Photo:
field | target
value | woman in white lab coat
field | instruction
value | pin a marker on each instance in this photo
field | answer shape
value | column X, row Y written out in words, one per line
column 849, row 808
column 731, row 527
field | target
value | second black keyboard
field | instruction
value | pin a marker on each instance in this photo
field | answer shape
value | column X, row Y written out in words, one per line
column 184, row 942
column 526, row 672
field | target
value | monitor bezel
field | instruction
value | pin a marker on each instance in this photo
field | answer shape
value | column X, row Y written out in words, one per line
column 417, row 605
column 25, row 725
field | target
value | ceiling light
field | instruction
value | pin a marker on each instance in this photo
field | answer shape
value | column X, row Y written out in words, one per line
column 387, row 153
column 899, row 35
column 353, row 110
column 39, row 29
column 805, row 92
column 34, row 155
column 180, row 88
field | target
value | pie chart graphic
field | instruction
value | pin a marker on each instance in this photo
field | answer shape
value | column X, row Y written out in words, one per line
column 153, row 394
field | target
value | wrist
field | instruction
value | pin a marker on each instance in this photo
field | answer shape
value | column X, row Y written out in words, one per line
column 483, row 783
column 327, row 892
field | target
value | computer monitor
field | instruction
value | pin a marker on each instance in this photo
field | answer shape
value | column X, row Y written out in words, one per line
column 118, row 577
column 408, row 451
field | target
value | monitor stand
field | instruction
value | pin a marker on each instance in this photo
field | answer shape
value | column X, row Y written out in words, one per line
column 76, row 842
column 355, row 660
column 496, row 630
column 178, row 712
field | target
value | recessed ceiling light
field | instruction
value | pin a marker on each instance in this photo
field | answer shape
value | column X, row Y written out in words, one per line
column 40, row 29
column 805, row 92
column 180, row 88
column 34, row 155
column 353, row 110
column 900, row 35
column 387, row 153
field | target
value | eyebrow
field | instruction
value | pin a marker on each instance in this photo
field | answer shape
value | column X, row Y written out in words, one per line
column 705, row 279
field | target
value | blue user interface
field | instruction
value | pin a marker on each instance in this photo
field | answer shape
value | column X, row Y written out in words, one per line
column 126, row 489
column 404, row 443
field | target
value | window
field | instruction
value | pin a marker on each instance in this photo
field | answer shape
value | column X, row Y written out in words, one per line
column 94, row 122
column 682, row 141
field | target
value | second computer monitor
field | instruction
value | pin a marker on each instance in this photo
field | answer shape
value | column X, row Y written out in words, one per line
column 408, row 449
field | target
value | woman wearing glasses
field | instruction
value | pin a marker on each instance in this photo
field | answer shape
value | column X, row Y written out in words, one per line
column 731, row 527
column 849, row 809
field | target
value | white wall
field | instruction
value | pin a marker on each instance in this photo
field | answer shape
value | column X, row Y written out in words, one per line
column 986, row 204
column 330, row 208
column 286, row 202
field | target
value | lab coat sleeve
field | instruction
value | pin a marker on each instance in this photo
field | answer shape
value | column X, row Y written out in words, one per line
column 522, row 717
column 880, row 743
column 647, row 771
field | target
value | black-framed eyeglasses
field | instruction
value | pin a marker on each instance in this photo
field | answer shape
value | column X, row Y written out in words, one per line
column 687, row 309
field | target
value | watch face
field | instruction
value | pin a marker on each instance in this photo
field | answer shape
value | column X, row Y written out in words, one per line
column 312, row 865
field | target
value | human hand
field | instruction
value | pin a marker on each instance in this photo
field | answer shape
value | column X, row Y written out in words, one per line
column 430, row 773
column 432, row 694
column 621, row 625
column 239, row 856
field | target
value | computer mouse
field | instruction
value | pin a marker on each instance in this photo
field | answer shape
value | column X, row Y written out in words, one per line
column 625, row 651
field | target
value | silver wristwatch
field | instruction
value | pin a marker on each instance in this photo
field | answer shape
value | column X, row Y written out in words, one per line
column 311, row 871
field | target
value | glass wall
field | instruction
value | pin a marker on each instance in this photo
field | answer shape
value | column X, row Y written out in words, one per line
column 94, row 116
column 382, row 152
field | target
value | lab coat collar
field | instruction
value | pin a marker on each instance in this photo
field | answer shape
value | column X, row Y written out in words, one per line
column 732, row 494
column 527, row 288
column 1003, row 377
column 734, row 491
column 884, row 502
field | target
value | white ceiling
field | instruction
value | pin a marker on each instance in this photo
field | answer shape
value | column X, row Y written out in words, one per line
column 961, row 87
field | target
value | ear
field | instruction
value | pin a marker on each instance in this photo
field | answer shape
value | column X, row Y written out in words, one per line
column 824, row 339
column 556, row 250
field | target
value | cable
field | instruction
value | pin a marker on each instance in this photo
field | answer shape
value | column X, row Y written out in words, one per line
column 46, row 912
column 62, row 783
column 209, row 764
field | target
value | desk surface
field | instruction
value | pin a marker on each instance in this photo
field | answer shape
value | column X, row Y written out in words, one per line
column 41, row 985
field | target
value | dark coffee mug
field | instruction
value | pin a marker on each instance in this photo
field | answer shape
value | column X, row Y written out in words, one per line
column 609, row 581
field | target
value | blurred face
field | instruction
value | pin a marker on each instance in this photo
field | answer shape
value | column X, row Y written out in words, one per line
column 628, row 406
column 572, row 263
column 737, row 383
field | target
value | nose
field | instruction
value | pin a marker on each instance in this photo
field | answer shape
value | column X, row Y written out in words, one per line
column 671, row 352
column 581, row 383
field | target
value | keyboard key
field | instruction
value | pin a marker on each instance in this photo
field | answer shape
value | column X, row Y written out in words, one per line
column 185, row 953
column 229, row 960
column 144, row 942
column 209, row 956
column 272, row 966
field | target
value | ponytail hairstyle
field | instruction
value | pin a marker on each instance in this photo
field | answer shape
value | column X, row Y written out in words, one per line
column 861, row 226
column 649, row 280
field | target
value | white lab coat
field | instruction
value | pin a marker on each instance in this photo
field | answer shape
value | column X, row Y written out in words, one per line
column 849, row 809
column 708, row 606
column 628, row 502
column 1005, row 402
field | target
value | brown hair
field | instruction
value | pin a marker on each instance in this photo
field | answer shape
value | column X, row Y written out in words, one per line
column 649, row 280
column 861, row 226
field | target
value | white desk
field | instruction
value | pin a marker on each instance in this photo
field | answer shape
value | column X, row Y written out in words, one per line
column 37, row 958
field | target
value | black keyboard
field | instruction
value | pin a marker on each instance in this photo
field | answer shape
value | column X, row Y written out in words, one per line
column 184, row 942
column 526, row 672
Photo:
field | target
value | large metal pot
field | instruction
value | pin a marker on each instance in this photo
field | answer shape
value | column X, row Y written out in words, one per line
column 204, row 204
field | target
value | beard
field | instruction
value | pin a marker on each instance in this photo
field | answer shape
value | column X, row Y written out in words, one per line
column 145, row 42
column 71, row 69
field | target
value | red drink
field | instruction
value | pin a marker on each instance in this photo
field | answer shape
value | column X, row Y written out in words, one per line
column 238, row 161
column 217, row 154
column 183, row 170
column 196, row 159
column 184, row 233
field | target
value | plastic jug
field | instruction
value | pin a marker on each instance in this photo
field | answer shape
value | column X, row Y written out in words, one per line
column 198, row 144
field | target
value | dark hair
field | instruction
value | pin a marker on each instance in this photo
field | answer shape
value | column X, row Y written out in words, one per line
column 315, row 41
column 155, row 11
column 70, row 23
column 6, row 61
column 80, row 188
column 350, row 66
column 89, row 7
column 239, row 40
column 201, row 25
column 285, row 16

**Try it:** Which of the lines in the material carry the string "light"? Pull them out.

**Output for this exercise:**
value | ceiling light
value | recessed ceiling light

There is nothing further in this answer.